TEXT ->
----

So says Eric Holder, but what’s really cowardly is racial dishonesty.
19 February 2009

Attorney General Eric Holder, a Clinton administration retread, wants to revive Bill Clinton’s National Conversation on Race. (What’s next? Hillarycare?) Holder recently told his Justice Department employees that the United States was a “nation of cowards” for not talking more about race. “It is an issue we have never been at ease with and, given our nation’s history, this is in some ways understandable,” Holder said. “If we are to make progress in this area, we must feel comfortable enough with one another and tolerant enough of each other to have frank conversations about the racial matters that continue to divide us.”

Is he nuts? Leave aside for a moment Holder’s purely decorative call for a “frank” conversation about race. The Clinton-era Conversation also purported to be frank, and we know what that meant: a one-sided litany of white injustices. Please raise your hand if you haven’t heard the following bromides about “the racial matters that continue to divide us” more times than you can count: Police stop and arrest blacks at disproportionate rates because of racism; blacks are disproportionately in prison because of racism; blacks are failing in school because of racist inequities in school funding; the black poverty rate is the highest in the country because of racism; blacks were given mortgages that they couldn’t afford because of racism. I will stop there.

----

WRITTEN PROBLEM ->
Quote the passage on Eric Holder's remarks about race word for word, from "Is he nuts?" to "will stop there.".

Named-object pointing records

----

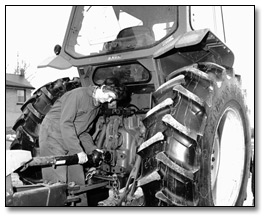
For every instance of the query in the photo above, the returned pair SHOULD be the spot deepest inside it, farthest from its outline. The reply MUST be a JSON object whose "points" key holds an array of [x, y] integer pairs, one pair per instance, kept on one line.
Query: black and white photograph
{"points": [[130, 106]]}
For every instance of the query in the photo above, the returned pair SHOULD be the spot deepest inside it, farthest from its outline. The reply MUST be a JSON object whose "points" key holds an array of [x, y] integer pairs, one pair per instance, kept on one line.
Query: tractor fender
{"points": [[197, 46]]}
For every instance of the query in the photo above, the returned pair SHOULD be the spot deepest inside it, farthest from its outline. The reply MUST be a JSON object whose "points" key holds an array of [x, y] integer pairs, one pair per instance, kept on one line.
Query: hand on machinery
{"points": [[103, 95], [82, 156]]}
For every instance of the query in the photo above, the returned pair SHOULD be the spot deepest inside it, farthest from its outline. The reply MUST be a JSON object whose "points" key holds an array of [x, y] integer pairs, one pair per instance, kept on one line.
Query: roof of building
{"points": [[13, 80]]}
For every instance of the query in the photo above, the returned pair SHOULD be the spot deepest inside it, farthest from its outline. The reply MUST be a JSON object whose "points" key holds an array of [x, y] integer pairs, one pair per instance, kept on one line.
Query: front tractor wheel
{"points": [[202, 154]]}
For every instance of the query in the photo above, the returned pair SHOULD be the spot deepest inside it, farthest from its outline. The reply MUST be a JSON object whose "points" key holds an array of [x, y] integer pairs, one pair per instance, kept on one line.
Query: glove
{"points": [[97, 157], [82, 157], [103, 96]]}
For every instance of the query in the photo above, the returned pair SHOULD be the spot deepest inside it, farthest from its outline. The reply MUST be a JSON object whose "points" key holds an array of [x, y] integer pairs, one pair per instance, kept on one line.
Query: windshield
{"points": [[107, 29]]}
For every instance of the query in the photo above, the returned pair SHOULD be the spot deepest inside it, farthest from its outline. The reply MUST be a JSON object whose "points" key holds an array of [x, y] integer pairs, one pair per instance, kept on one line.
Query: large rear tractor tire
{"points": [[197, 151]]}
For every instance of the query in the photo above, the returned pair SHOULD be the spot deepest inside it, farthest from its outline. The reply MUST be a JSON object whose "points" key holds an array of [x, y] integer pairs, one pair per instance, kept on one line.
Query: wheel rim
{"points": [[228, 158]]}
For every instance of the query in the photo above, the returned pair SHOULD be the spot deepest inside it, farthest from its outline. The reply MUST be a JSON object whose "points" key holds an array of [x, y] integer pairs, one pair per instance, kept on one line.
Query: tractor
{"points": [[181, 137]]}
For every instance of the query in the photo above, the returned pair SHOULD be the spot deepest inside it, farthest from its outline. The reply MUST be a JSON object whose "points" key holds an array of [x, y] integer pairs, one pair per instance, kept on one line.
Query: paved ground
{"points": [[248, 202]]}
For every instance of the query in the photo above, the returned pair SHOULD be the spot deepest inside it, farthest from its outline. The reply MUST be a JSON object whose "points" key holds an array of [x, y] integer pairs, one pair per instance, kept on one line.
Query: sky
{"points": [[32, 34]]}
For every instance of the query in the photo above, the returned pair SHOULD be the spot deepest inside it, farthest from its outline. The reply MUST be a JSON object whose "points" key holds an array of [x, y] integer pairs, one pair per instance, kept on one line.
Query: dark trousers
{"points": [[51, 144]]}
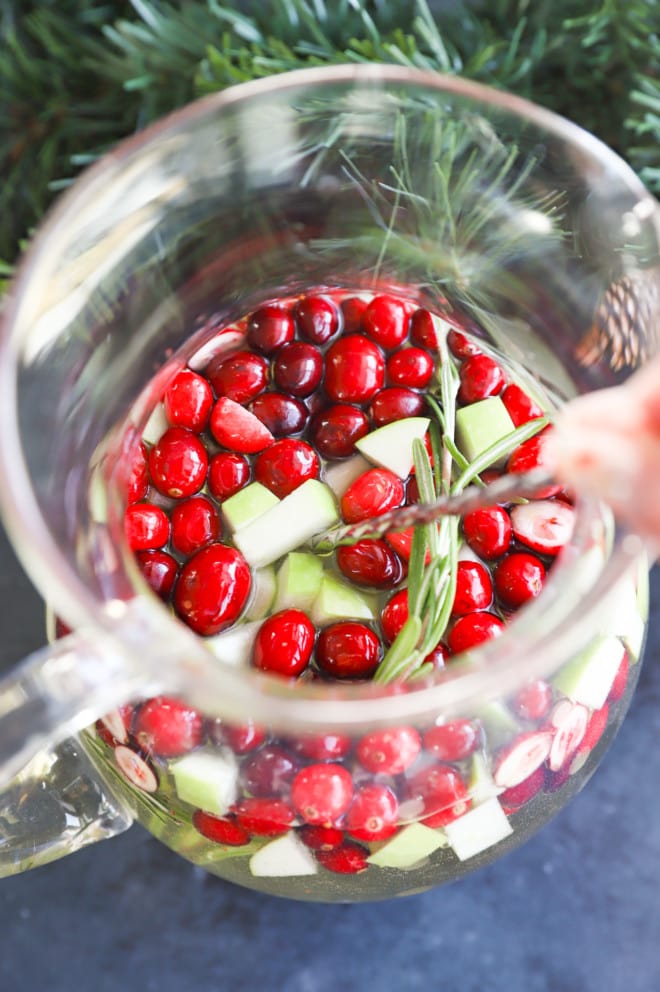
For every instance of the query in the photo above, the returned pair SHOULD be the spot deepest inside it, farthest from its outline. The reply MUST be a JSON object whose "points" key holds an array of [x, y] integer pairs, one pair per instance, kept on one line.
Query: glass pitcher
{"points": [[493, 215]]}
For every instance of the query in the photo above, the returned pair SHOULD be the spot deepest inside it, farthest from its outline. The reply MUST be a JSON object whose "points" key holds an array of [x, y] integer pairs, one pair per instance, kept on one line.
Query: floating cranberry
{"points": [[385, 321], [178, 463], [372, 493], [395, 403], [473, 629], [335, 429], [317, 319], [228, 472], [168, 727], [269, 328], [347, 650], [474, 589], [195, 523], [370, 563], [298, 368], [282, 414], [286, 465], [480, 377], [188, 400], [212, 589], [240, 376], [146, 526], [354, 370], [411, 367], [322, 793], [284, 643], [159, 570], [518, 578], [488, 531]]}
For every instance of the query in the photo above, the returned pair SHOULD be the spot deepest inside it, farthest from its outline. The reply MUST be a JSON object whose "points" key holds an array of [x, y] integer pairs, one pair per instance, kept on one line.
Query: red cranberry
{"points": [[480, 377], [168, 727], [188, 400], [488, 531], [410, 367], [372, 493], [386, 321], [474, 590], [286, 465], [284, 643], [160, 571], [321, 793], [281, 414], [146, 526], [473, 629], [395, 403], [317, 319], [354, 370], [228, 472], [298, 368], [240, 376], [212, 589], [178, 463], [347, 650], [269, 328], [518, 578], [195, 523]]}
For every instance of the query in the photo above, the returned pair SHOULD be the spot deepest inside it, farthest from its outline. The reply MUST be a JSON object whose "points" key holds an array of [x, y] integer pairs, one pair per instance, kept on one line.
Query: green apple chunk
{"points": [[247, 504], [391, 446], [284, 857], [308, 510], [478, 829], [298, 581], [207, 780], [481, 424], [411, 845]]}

----

THE RESULT ->
Is he nuts? Leave aside for a moment Holder’s purely decorative call for a “frank” conversation about race. The Clinton-era Conversation also purported to be frank, and we know what that meant: a one-sided litany of white injustices. Please raise your hand if you haven’t heard the following bromides about “the racial matters that continue to divide us” more times than you can count: Police stop and arrest blacks at disproportionate rates because of racism; blacks are disproportionately in prison because of racism; blacks are failing in school because of racist inequities in school funding; the black poverty rate is the highest in the country because of racism; blacks were given mortgages that they couldn’t afford because of racism. I will stop there.